====== DOCUMENTFRAGMENT ======

5. De minister heeft ter zitting medegedeeld dat hij de lichte grond 4b niet handhaaft.
1. Arrest van het Hof van Justitie van de Europese Unie (HvJEU) van 22 juni 2021, C-719/19, ECLI:EU:C:2021:506.
2 Richtlijn 2004/38/EG.
3 Punt 81.
4 Punten 85 en 90.
6. De rechtbank stelt vast dat eiseres de overige gronden die aan de maatregel van bewaring ten grondslag liggen niet heeft betwist. De rechtbank is van oordeel dat deze gronden feitelijk juist zijn en voldoende zijn toegelicht in de maatregel van bewaring. Deze gronden kunnen de maatregel van bewaring dragen, zodat het risico op onttrekking reeds daarmee is gegeven.
Lichter middel
7. Eiseres stelt dat zij onderweg naar België was en dat zij nadrukkelijk niet de bedoeling had om in Nederland te zijn of te blijven.
8. Voor zover eiseres betoogt dat de minister ten onrechte geen toepassing heeft gegeven aan een lichter middel, volgt de rechtbank dit niet. De rechtbank oordeelt dat de minister voldoende heeft gemotiveerd waarom niet kan worden volstaan met een lichter middel. Uit de gronden van bewaring en de motivering daarvan volgt dat er een risico is dat eiseres zich aan het toezicht op vreemdelingen zal onttrekken. De minister heeft terecht overwogen dat eiseres, na haar uitzetting op 3 april 2025, op 16 april 2025 werd aangetroffen onder dezelfde omstandigheden waaronder haar verblijfsrecht beëindigd werd. De stelling van eiseres dat zij op weg was naar België omdat zij daar een baan had, wordt, onder verwijzing naar hetgeen in rechtsoverweging 3 is overwogen, niet gevolgd. De beroepsgrond slaagt niet.

====== GEËXTRAHEERDE GEGEVENS ======

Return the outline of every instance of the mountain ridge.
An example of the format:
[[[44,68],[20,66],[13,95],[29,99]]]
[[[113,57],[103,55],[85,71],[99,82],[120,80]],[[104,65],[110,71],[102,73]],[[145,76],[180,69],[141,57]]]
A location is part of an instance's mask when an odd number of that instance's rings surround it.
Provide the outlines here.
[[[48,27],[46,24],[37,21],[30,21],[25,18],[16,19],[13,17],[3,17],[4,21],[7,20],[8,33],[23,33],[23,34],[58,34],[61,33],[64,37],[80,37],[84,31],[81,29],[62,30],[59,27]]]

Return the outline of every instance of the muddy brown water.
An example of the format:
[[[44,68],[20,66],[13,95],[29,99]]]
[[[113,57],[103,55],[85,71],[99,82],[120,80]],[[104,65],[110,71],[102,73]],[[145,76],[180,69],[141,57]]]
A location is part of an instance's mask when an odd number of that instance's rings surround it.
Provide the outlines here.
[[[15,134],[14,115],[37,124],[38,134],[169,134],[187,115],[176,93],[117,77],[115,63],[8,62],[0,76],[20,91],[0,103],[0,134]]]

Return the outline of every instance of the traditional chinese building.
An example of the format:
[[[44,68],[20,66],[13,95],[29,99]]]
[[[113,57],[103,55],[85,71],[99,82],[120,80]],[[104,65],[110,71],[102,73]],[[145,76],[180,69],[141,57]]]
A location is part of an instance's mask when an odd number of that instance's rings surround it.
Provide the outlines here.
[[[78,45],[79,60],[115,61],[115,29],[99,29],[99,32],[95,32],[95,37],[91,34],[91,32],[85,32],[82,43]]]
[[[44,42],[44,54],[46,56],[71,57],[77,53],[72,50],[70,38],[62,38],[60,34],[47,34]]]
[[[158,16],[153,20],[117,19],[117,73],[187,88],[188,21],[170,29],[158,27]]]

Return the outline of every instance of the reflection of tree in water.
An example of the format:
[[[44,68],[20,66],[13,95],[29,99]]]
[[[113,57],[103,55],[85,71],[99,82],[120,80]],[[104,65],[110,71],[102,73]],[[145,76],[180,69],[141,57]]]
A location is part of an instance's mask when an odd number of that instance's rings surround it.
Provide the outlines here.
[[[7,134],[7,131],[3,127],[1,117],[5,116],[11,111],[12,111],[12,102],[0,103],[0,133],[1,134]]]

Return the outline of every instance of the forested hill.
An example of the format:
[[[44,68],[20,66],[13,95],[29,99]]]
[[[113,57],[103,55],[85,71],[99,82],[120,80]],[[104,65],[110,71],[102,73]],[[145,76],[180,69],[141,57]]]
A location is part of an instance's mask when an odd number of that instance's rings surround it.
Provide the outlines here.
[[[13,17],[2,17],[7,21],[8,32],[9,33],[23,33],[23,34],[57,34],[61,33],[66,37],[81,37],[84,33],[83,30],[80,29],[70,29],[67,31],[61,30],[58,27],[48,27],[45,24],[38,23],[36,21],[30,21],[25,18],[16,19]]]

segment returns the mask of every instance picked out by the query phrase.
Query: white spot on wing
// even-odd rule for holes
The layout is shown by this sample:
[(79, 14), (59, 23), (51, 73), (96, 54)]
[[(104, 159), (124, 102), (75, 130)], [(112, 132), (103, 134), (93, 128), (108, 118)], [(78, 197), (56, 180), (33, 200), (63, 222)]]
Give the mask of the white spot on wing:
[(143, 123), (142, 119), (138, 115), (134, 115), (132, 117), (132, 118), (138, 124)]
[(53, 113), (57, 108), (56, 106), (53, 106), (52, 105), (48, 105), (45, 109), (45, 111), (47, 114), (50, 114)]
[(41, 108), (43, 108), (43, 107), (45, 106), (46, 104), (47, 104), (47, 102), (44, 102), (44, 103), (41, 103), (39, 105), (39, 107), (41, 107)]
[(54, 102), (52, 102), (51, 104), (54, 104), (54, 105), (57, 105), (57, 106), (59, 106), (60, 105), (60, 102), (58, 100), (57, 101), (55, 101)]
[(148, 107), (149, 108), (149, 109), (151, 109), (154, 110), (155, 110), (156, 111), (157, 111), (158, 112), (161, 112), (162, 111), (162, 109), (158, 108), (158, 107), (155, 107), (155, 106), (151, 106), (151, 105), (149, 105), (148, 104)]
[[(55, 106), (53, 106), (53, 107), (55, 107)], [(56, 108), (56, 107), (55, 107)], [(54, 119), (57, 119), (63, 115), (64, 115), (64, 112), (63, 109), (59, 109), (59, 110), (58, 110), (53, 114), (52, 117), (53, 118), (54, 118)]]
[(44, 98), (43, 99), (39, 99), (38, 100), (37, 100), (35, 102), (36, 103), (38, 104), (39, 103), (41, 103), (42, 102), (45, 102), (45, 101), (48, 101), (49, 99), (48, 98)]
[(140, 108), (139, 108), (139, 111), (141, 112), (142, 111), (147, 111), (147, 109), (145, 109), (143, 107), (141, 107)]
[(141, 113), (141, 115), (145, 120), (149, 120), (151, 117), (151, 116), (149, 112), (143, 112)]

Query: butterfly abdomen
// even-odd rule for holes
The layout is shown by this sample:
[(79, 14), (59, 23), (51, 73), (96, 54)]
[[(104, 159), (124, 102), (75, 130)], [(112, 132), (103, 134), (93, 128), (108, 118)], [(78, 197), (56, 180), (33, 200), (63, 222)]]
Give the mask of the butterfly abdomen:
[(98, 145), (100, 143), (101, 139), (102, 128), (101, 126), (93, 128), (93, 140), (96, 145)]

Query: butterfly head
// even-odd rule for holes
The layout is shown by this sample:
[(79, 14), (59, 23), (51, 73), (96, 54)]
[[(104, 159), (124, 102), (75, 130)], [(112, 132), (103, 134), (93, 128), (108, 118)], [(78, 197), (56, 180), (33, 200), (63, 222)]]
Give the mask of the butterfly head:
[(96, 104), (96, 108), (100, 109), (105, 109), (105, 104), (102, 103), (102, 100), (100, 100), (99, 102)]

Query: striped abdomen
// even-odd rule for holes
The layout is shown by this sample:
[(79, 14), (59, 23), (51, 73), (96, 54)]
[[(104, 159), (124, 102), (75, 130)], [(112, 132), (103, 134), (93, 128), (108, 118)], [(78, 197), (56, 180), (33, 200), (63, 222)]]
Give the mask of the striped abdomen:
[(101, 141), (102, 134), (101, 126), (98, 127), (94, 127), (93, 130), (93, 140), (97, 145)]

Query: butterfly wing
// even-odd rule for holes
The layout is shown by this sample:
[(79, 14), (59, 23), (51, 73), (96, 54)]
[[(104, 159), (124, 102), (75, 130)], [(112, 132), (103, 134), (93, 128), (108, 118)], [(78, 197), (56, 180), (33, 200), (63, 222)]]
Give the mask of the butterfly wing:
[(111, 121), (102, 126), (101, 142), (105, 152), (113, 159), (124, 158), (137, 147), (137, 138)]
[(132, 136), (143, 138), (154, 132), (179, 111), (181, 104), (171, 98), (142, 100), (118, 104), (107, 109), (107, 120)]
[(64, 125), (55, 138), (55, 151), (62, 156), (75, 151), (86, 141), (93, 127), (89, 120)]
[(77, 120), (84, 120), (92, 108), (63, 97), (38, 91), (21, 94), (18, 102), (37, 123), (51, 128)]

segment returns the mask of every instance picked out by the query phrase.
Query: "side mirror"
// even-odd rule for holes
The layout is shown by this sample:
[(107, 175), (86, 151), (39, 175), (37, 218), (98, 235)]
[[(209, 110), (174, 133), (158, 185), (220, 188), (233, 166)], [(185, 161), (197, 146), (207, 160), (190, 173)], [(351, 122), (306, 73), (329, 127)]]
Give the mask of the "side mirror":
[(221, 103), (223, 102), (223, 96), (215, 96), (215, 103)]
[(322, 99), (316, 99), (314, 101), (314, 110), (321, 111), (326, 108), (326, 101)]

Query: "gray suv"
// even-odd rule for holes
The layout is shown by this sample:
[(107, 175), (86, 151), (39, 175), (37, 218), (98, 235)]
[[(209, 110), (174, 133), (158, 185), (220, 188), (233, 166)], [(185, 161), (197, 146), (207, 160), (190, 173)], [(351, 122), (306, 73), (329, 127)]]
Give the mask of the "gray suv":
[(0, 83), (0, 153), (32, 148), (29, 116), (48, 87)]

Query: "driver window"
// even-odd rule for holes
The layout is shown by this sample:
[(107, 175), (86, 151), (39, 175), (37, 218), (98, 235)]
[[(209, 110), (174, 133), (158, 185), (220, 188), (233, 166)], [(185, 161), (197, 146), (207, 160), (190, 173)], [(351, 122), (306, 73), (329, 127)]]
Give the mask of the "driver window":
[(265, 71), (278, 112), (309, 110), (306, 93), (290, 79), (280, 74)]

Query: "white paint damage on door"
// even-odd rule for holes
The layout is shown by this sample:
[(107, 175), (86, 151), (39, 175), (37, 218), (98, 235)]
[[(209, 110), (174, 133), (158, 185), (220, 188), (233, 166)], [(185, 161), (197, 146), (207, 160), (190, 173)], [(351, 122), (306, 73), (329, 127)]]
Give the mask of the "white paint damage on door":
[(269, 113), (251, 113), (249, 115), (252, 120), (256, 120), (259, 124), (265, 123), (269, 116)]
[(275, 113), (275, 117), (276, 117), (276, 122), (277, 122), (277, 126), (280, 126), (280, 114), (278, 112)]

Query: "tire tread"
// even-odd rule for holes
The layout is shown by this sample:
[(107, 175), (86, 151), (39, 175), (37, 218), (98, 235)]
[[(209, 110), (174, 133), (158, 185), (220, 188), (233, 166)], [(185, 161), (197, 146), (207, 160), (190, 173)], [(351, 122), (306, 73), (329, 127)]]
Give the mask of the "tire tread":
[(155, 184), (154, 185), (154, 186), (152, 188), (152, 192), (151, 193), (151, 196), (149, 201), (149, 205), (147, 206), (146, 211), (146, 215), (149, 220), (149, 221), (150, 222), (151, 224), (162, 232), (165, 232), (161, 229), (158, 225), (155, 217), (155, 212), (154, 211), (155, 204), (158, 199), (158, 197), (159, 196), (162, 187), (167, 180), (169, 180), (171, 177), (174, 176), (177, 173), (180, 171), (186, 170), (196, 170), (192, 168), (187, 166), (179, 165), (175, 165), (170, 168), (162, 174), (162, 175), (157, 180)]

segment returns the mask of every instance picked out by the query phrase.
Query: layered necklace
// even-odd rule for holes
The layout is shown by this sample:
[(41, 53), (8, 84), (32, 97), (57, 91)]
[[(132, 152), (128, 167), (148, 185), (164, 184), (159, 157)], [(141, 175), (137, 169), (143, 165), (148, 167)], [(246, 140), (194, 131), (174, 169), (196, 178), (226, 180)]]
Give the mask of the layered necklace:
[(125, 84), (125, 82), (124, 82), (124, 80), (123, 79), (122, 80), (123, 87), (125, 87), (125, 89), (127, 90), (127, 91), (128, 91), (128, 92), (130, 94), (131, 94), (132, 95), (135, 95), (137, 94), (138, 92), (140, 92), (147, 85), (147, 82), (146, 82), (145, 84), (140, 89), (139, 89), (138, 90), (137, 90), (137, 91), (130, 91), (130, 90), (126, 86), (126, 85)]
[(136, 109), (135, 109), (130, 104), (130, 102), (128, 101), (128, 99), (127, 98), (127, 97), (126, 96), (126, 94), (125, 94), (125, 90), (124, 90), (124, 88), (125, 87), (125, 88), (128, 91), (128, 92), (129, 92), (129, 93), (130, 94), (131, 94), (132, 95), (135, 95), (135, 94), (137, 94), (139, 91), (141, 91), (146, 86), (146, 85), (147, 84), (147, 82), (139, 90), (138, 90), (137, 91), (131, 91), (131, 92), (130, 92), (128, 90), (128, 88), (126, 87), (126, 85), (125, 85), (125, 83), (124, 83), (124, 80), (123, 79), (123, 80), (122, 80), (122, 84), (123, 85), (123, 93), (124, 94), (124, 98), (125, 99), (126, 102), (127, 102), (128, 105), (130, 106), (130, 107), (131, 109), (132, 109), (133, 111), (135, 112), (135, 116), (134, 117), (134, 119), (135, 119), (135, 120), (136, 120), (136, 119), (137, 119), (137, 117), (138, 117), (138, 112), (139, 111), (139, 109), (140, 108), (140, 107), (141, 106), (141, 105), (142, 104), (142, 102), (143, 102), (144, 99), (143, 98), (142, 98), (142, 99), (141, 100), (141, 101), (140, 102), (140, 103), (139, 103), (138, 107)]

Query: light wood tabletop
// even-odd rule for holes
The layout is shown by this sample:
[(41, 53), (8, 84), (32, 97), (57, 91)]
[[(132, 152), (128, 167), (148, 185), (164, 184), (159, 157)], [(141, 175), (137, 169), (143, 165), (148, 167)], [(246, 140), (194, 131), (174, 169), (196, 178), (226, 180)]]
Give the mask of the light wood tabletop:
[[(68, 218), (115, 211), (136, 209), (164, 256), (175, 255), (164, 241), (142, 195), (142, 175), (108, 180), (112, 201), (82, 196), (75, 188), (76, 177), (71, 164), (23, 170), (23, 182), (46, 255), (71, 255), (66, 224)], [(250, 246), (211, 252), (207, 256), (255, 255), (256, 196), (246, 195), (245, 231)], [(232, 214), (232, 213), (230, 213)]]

======

*WAT TE DOEN*.
1/ Herhaal letterlijk het stuk uit het documentfragment dat opent met de woorden "5. De minister" en sluit met "Punten 85 en 90.".
2/ Op welke datum werd eiseres volgens het documentfragment na haar uitzetting aangetroffen?

*DE ANTWOORDEN*.
1/
5. De minister heeft ter zitting medegedeeld dat hij de lichte grond 4b niet handhaaft.
1. Arrest van het Hof van Justitie van de Europese Unie (HvJEU) van 22 juni 2021, C-719/19, ECLI:EU:C:2021:506.
2 Richtlijn 2004/38/EG.
3 Punt 81.
4 Punten 85 en 90.

2/ Op 16 april 2025.